> _Mitgelieferter Text_
Ganz ehrlich, das zeigt, das ist ja keine Schieflage, das ist ein Steilhang. Wie soll das denn funktionieren? Da braucht es wirklich einen massiven Ausbau in der Unterstützung der Erziehung, da braucht es wirklich viel, und da muss man auch wirklich etwas tun. Deswegen brauchen wir bitte dieses Dokumentationssystem und dieses System zur Auswertung. Wir brauchen eine Langzeitstudie, wie es den Kindern geht. Wir müssen wissen, was mit den Kindern passiert, wir müssen wissen: Schafft es dieses System, dass die Kinder zu zufriedenen Erwachsenen werden? Schaffen sie es selbst einmal, gute Eltern zu werden? Was schafft dieses System? Bis jetzt, was wir wissen, nichts. Das tut mir jetzt wirklich leid, dass ich das so grob sage, aber wenn dieses System nicht kippen würde, hätte man zumindest die Hälfte dieser Fragen beantworten können, die ich jetzt detailliert gesagt habe und nicht einfach sagen: Wir können nicht, das haben wir statistisch nicht. Vielleicht hat ja auch nicht einmal jemand daran gedacht, dass man das begleiten sollte, aber Fakt ist, wir brauchen eine Langzeitstudie, damit wir nämlich auch wissen, wo wir anpacken müssen.

> _Schriftlicher Auftrag_
Führe den Redebeitrag über die geforderte Langzeitstudie zu Kindern nach seinem letzten Satz weiter.

> _Datenblock_
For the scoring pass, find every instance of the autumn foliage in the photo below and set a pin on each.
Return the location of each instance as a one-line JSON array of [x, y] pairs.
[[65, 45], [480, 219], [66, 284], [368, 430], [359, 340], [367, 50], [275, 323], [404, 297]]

> _Erwartete Ausgabe_
 

Ich glaube ganz fest daran, wenn schon 55 Prozent der Fälle Vernachlässigungsfälle sind und das mit Unwissenheit zu tun hat, dass es die Eltern schon gerne können würden. Dass es Eltern gibt, die es nicht können, ist klar. Wenn es aber Eltern gibt, die es gerne können würden und es auch lernen möchten, brauchen sie Unterstützung. Sie brauchen die Kommunikation auf Augenhöhe, sie brauchen eine Partnerschaft. Das sind Familien, die haben kein familiäres Netzwerk. Es sind teilweise selbst noch junge Kinder, die nicht wissen, wie Familie funktioniert. Das ist etwas, wo wir hingreifen müssen, wo wir helfen müssen, wo wir die Menschen nicht im Stich lassen.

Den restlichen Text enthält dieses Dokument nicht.